══ RECORDS TO USE ══
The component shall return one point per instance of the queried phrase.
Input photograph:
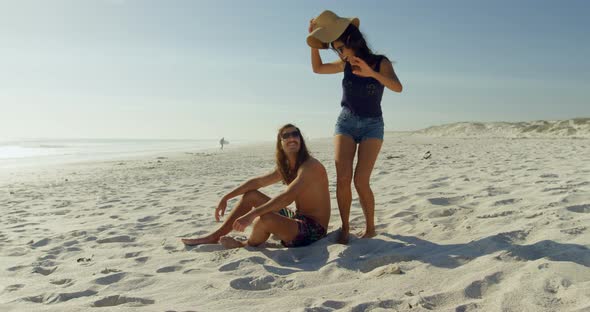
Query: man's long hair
(282, 161)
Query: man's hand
(220, 210)
(242, 222)
(363, 69)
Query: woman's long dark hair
(282, 161)
(354, 39)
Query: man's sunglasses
(293, 134)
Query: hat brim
(321, 37)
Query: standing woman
(360, 124)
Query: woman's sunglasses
(293, 134)
(338, 50)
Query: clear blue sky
(240, 69)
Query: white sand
(483, 225)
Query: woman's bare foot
(343, 236)
(200, 241)
(368, 234)
(230, 242)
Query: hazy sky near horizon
(240, 69)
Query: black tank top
(362, 95)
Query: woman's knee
(361, 183)
(343, 180)
(253, 197)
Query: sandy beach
(483, 224)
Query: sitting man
(307, 186)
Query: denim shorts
(359, 128)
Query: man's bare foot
(230, 242)
(343, 236)
(200, 241)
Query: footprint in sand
(41, 243)
(477, 289)
(444, 201)
(496, 215)
(59, 297)
(15, 287)
(579, 208)
(442, 213)
(117, 239)
(168, 269)
(116, 300)
(110, 279)
(63, 281)
(253, 283)
(378, 305)
(469, 307)
(232, 266)
(44, 271)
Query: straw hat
(328, 27)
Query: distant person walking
(360, 124)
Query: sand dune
(481, 225)
(572, 128)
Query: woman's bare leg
(367, 156)
(345, 148)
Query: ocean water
(19, 153)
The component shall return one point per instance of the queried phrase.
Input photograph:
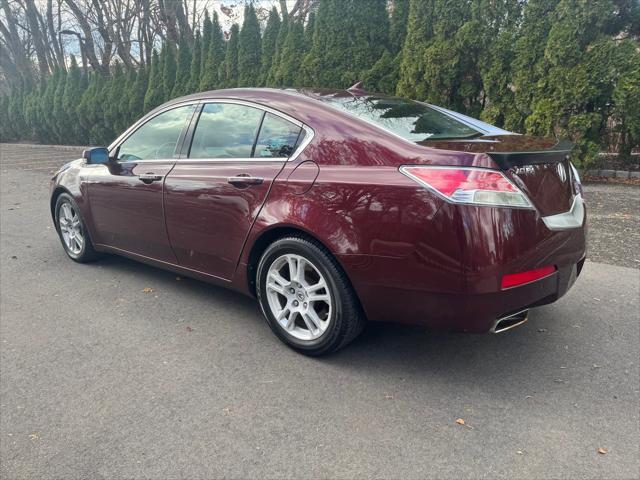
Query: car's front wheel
(306, 298)
(72, 230)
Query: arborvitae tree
(59, 126)
(269, 40)
(625, 110)
(48, 104)
(90, 111)
(282, 36)
(169, 68)
(579, 62)
(210, 77)
(383, 76)
(419, 34)
(368, 36)
(181, 86)
(398, 25)
(287, 74)
(207, 32)
(6, 134)
(249, 49)
(385, 73)
(154, 95)
(500, 29)
(309, 29)
(231, 58)
(529, 51)
(72, 92)
(114, 100)
(196, 62)
(137, 94)
(348, 40)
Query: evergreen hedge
(567, 68)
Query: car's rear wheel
(72, 230)
(306, 298)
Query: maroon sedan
(334, 208)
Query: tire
(324, 290)
(72, 230)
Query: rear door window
(225, 130)
(277, 139)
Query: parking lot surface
(102, 378)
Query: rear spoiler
(555, 154)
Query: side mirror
(96, 155)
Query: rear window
(411, 120)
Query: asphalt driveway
(99, 379)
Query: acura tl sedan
(334, 208)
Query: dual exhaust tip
(510, 321)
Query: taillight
(522, 278)
(469, 185)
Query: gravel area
(613, 213)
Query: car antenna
(357, 88)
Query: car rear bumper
(413, 290)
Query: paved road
(101, 380)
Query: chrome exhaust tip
(510, 321)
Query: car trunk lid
(539, 166)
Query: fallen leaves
(461, 421)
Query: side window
(157, 138)
(278, 137)
(225, 130)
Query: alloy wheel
(299, 297)
(70, 228)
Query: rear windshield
(412, 120)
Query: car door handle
(149, 177)
(245, 180)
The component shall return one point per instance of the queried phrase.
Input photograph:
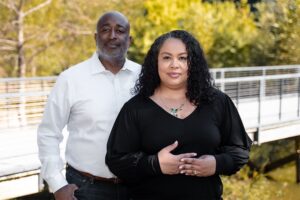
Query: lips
(173, 75)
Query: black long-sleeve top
(143, 128)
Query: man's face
(112, 37)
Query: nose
(175, 64)
(112, 34)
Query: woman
(178, 134)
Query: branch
(10, 6)
(10, 42)
(7, 48)
(42, 49)
(37, 7)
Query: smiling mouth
(174, 75)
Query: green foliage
(62, 33)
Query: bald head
(112, 36)
(122, 19)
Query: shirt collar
(97, 66)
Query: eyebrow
(118, 25)
(171, 54)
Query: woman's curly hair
(200, 83)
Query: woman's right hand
(169, 163)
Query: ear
(130, 40)
(95, 37)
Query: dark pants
(90, 189)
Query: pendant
(174, 111)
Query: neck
(112, 64)
(171, 94)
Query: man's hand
(170, 163)
(66, 192)
(202, 166)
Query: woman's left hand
(203, 166)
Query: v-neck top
(143, 128)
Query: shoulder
(80, 68)
(136, 101)
(221, 99)
(77, 71)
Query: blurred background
(41, 38)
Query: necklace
(173, 111)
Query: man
(87, 98)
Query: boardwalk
(268, 104)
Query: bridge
(268, 99)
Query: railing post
(260, 98)
(297, 145)
(298, 109)
(7, 102)
(222, 78)
(280, 98)
(237, 94)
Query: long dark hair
(199, 84)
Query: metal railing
(22, 100)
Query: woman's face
(172, 64)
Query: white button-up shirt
(87, 98)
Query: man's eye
(121, 31)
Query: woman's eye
(166, 57)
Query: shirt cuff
(56, 182)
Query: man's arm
(49, 134)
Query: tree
(17, 43)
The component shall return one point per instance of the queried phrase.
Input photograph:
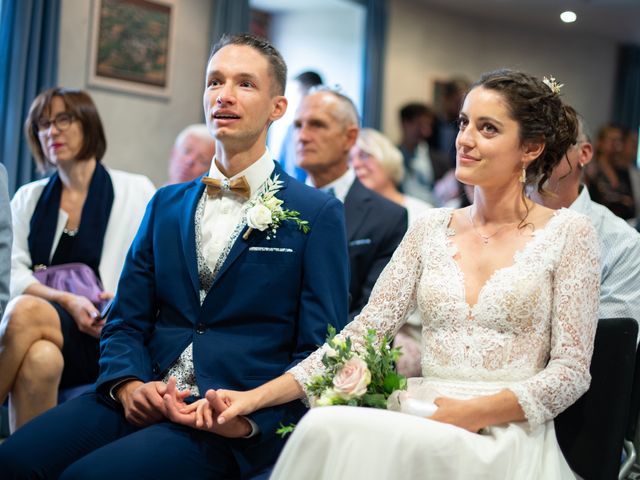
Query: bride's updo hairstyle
(541, 115)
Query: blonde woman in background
(378, 165)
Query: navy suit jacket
(375, 227)
(268, 308)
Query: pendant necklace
(485, 238)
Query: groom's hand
(203, 414)
(142, 402)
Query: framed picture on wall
(131, 46)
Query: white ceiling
(616, 19)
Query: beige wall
(424, 44)
(140, 130)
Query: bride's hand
(461, 413)
(237, 403)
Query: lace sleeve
(392, 297)
(574, 318)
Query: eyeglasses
(62, 121)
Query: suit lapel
(356, 206)
(240, 245)
(188, 233)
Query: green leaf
(393, 381)
(374, 400)
(283, 431)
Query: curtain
(28, 65)
(373, 64)
(626, 109)
(229, 16)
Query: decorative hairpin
(552, 84)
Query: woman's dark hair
(541, 115)
(79, 104)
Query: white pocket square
(361, 241)
(270, 249)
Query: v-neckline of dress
(452, 250)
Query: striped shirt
(619, 259)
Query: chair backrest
(591, 431)
(634, 409)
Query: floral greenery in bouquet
(363, 379)
(357, 379)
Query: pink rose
(352, 379)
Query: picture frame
═══
§ ACTIVITY:
Reproduce all lines above exactly. Leave the images out.

§ TASK SOLUTION:
The component shall return one point per instance of the queried phrase.
Input photograph:
Query: man's long hair
(282, 161)
Query: man's hand
(220, 210)
(242, 222)
(363, 69)
Query: woman's long dark hair
(282, 161)
(354, 39)
Query: man's sunglasses
(293, 134)
Query: hat brim
(321, 37)
Query: standing woman
(360, 124)
Query: woman's sunglasses
(293, 134)
(338, 50)
Query: clear blue sky
(240, 69)
Query: white sand
(483, 225)
Query: woman's bare foot
(343, 236)
(200, 241)
(368, 234)
(230, 242)
Query: hazy sky near horizon
(240, 69)
Query: black tank top
(362, 95)
Query: woman's knee
(361, 183)
(343, 180)
(253, 197)
Query: sandy beach
(483, 224)
Query: sitting man
(307, 186)
Query: denim shorts
(359, 128)
Query: man's bare foot
(230, 242)
(343, 236)
(200, 241)
Query: footprint in sand
(41, 243)
(477, 289)
(444, 201)
(496, 215)
(59, 297)
(15, 287)
(579, 208)
(442, 213)
(117, 239)
(168, 269)
(116, 300)
(110, 279)
(63, 281)
(253, 283)
(378, 305)
(469, 307)
(232, 266)
(44, 271)
Query: straw hat
(328, 27)
Query: distant person walking
(360, 124)
Query: sand dune
(481, 225)
(572, 128)
Query: woman's bare leg
(367, 156)
(345, 148)
Query: ocean water
(19, 153)
The component shall return one point per instance of the queried phrase.
Input photograph:
Query: car's front wheel
(306, 298)
(72, 230)
Query: arborvitae tree
(59, 126)
(269, 40)
(625, 110)
(48, 104)
(90, 111)
(282, 36)
(169, 68)
(579, 62)
(210, 77)
(383, 76)
(419, 34)
(368, 36)
(181, 86)
(398, 25)
(287, 74)
(207, 32)
(6, 134)
(249, 49)
(385, 73)
(154, 95)
(500, 29)
(309, 29)
(231, 58)
(529, 51)
(72, 92)
(114, 100)
(196, 62)
(137, 94)
(348, 40)
Query: evergreen hedge
(567, 68)
Query: car's rear wheel
(72, 230)
(306, 298)
Query: maroon sedan
(334, 208)
Query: tire
(324, 290)
(72, 230)
Query: rear door window
(225, 130)
(277, 139)
Query: parking lot surface
(102, 378)
Query: rear spoiler
(555, 154)
Query: side mirror
(96, 155)
Query: rear window
(411, 120)
Query: asphalt driveway
(99, 379)
Query: acura tl sedan
(334, 208)
Query: dual exhaust tip
(510, 321)
Query: taillight
(522, 278)
(469, 185)
Query: gravel area
(613, 213)
Query: car antenna
(357, 88)
Query: car rear bumper
(413, 290)
Query: paved road
(101, 380)
Query: chrome exhaust tip
(510, 321)
Query: car trunk lid
(539, 166)
Query: fallen leaves
(461, 421)
Query: side window
(157, 138)
(278, 137)
(225, 130)
Query: alloy wheel
(299, 297)
(70, 228)
Query: rear windshield
(412, 120)
Query: car door handle
(149, 177)
(245, 180)
The component shall return one point per instance of the queried phrase.
Input photograph:
Query: lips
(173, 75)
Query: black long-sleeve top
(143, 128)
Query: man's face
(112, 37)
Query: nose
(175, 64)
(112, 34)
Query: woman
(178, 134)
Query: branch
(10, 6)
(10, 42)
(7, 48)
(42, 49)
(37, 7)
Query: smiling mouth
(174, 75)
Query: green foliage
(62, 33)
Query: bald head
(112, 36)
(122, 19)
Query: shirt collar
(97, 66)
Query: eyebrow
(118, 25)
(171, 54)
Query: woman's curly hair
(200, 83)
Query: woman's right hand
(169, 163)
Query: ear
(130, 40)
(95, 37)
Query: dark pants
(90, 189)
Query: pendant
(174, 111)
Query: neck
(112, 64)
(171, 94)
Query: man's hand
(170, 163)
(66, 192)
(202, 166)
Query: woman's left hand
(203, 166)
Query: v-neck top
(143, 128)
Query: shoulder
(80, 68)
(136, 101)
(221, 99)
(77, 71)
Query: blurred background
(41, 38)
Query: necklace
(173, 111)
Query: man
(87, 98)
Query: boardwalk
(268, 104)
Query: bridge
(268, 99)
Query: railing post
(260, 98)
(297, 145)
(298, 109)
(7, 102)
(222, 78)
(280, 98)
(237, 94)
Query: long dark hair
(199, 84)
Query: metal railing
(22, 100)
Query: woman's face
(172, 64)
Query: white button-up shirt
(87, 98)
Query: man's eye
(121, 31)
Query: woman's eye
(166, 57)
Query: shirt cuff
(56, 182)
Query: man's arm
(49, 134)
Query: tree
(17, 43)
The component shall return one point per instance of the queried phrase.
Input photograph:
Query: bride's updo hairstyle
(541, 115)
Query: blonde woman in background
(378, 165)
Query: navy suit jacket
(375, 227)
(268, 308)
Query: pendant necklace
(485, 238)
Query: groom's hand
(203, 414)
(142, 402)
Query: framed picture on wall
(131, 46)
Query: white ceiling
(616, 19)
Query: beige wall
(424, 44)
(140, 130)
Query: bride's hand
(461, 413)
(237, 403)
Query: lace sleeve
(392, 297)
(574, 318)
Query: eyeglasses
(62, 121)
Query: suit lapel
(356, 206)
(240, 245)
(188, 233)
Query: green leaf
(393, 381)
(374, 400)
(283, 431)
Query: curtain
(28, 65)
(373, 64)
(626, 109)
(229, 16)
Query: decorative hairpin
(552, 84)
Query: woman's dark hair
(541, 115)
(79, 104)
Query: white pocket square
(361, 241)
(270, 249)
Query: v-neckline of dress
(452, 250)
Query: striped shirt
(619, 259)
Query: chair backrest
(591, 431)
(634, 409)
Query: floral greenery in bouquet
(363, 379)
(357, 379)
Query: pink rose
(352, 379)
Query: picture frame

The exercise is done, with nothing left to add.